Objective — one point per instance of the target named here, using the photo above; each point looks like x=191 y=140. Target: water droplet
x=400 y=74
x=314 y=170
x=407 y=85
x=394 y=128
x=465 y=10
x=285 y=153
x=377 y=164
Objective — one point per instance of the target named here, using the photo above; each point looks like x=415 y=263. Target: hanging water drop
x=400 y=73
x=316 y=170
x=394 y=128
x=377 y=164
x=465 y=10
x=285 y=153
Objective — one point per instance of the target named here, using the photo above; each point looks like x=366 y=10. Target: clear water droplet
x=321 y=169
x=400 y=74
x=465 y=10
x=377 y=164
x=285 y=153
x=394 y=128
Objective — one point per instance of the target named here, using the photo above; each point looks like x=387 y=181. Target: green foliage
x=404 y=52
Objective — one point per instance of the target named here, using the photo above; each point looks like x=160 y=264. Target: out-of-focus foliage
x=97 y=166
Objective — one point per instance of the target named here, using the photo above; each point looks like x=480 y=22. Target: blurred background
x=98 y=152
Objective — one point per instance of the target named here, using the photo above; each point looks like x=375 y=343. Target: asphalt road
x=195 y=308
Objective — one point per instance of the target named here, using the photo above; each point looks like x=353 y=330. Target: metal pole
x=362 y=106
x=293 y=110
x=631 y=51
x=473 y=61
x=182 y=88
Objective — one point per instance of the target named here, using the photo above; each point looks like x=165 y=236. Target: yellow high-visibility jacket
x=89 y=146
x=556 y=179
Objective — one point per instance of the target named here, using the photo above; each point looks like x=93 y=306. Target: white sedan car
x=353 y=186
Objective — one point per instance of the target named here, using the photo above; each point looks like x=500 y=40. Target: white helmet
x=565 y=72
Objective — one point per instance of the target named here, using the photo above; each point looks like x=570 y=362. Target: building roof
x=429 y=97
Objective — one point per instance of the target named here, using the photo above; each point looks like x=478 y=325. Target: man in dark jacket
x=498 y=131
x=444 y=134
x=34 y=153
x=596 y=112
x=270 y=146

---+---

— Task goal —
Every record above needs to be restated exactly.

— Answer box —
Objective — one point per instance of the target named here, using the photo above; each point looks like x=191 y=140. Target: water droplet
x=400 y=74
x=314 y=170
x=407 y=85
x=394 y=128
x=465 y=10
x=285 y=153
x=377 y=164
Objective — one point per instance of the target named here, using the photo above; each point looks like x=415 y=263. Target: hanging water drop
x=400 y=73
x=316 y=170
x=394 y=128
x=377 y=164
x=465 y=10
x=285 y=153
Objective — one point per instance of the target named here, using the photo above; each point looks like x=366 y=10. Target: clear water droplet
x=321 y=169
x=400 y=74
x=465 y=10
x=377 y=164
x=285 y=153
x=394 y=128
Objective — one point per instance of the target named here, using the photo above; each point looks like x=387 y=181. Target: green foliage
x=404 y=52
Objective — one point per instance of the target named here, using the photo above; each point looks like x=160 y=264. Target: out-of-focus foliage
x=97 y=166
Objective — one point per instance of the target named here, using the photo above; each point looks like x=480 y=22. Target: blurred background
x=98 y=152
Objective — one point per instance of the target named here, using the photo above; each point looks like x=375 y=343. Target: asphalt road
x=195 y=308
Objective — one point per instance of the target named here, using the photo above; each point looks like x=353 y=330. Target: metal pole
x=362 y=106
x=293 y=110
x=631 y=51
x=473 y=61
x=182 y=88
Objective — one point per instance of the target named here, using the photo above; each point looks like x=165 y=236. Target: yellow high-visibility jacket
x=89 y=146
x=556 y=179
Objective — one point per instance of the target named here, using the photo above; each point looks like x=93 y=306. Target: white sedan car
x=353 y=186
Objective — one point per instance of the target named here, using the photo above; each point looks like x=500 y=40. Target: white helmet
x=565 y=72
Objective — one point per instance of the target named here, using the photo above; each point looks like x=570 y=362. Target: building roof
x=429 y=97
Objective — one point per instance of the target named here, using the photo above; each point looks like x=478 y=325. Target: man in dark jacket
x=498 y=131
x=444 y=134
x=34 y=153
x=596 y=112
x=270 y=146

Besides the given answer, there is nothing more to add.